Return every line below that contains the word "collar".

(Lines of data)
--*--

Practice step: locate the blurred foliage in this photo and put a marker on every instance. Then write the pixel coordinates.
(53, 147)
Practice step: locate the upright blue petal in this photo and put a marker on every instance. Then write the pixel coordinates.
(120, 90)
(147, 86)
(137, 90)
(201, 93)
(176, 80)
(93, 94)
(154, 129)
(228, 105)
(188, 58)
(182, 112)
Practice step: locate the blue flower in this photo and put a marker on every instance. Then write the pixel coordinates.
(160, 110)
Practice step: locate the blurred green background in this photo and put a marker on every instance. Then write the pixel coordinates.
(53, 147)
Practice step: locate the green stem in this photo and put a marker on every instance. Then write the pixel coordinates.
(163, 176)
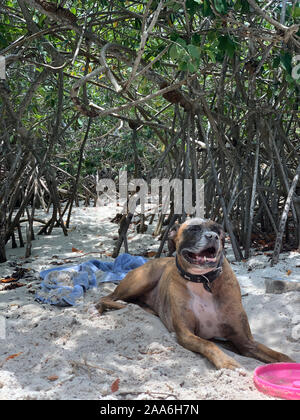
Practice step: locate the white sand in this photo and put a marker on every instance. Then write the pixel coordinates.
(73, 353)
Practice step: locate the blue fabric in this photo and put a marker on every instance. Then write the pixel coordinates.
(63, 286)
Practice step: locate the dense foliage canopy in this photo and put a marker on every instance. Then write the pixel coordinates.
(188, 89)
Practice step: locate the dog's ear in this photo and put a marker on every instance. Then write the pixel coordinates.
(171, 238)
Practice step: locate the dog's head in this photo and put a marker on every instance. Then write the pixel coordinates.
(198, 243)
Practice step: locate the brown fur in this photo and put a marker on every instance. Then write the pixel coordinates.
(194, 314)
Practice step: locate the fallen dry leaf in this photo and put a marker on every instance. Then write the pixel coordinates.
(8, 280)
(52, 378)
(12, 356)
(115, 385)
(151, 254)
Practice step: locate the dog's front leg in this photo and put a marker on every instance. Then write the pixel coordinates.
(207, 348)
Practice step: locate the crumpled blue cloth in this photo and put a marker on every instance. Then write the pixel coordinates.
(63, 286)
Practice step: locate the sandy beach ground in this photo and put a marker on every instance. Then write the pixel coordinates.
(48, 352)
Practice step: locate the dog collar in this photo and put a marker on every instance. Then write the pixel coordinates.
(205, 279)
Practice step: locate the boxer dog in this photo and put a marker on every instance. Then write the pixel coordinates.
(196, 294)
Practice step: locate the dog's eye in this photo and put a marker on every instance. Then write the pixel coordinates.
(217, 230)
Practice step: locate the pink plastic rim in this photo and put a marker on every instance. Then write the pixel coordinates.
(267, 380)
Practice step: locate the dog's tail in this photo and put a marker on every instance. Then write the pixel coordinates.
(107, 302)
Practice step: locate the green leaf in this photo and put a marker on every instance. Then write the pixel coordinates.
(207, 10)
(194, 51)
(296, 12)
(227, 45)
(191, 67)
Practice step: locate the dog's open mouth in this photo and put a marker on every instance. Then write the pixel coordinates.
(206, 256)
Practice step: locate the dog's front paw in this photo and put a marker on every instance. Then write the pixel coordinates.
(228, 363)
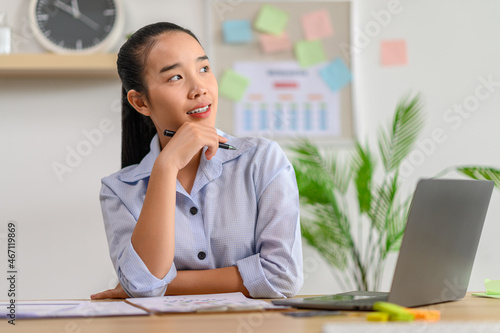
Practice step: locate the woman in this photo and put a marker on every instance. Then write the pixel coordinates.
(183, 216)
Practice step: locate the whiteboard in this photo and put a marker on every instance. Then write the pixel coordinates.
(225, 56)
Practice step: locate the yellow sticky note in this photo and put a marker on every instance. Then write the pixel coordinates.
(309, 53)
(492, 287)
(271, 20)
(233, 85)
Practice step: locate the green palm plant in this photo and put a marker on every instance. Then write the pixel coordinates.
(356, 241)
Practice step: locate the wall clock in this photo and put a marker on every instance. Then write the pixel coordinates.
(77, 26)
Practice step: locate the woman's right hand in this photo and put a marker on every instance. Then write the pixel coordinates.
(189, 139)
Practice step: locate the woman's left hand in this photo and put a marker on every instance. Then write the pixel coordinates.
(118, 292)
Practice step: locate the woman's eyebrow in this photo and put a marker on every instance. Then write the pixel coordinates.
(169, 68)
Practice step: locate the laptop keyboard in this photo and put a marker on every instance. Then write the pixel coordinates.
(368, 300)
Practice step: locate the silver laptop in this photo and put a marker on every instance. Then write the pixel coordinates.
(439, 245)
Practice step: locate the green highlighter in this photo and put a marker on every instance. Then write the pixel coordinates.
(396, 312)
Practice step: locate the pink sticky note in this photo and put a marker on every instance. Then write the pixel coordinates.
(393, 53)
(273, 43)
(317, 25)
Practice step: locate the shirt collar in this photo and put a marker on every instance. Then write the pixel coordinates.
(211, 169)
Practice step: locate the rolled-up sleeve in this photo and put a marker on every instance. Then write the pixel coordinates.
(275, 271)
(133, 274)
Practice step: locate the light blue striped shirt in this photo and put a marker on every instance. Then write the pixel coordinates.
(243, 210)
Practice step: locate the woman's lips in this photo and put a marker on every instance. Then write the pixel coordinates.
(203, 114)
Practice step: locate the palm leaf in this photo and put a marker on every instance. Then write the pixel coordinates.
(382, 206)
(407, 123)
(481, 173)
(364, 165)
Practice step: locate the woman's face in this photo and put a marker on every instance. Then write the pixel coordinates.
(180, 83)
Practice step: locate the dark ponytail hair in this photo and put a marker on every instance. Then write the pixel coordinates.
(137, 129)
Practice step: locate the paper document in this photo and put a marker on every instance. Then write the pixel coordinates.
(69, 309)
(200, 303)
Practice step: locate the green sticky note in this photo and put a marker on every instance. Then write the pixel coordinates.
(309, 53)
(271, 20)
(233, 85)
(492, 289)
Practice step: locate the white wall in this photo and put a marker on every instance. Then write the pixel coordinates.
(61, 241)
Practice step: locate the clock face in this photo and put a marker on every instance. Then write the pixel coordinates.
(79, 26)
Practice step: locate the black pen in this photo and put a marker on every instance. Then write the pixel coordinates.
(221, 145)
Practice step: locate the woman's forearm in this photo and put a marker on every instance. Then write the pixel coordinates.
(211, 281)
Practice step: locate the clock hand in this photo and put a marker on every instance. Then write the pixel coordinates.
(71, 10)
(75, 8)
(61, 5)
(88, 21)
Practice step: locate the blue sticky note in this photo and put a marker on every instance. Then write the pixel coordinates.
(336, 74)
(237, 31)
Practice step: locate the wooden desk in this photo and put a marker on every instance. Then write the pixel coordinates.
(468, 309)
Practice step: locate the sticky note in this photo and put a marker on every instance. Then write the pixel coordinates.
(275, 43)
(377, 316)
(271, 20)
(492, 289)
(425, 315)
(237, 31)
(396, 312)
(317, 25)
(233, 85)
(309, 53)
(393, 53)
(336, 74)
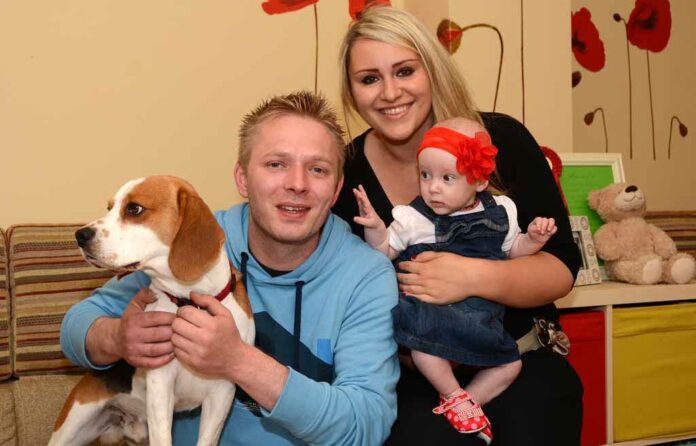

--*--

▶ _Expected output_
Practice step: locate the dog collar in this photo and put a marker on every instance. Then write the pixel coordinates.
Practice step: locate the shirt collar in this photo and put a marker on every instance. Then write the pixel coordinates.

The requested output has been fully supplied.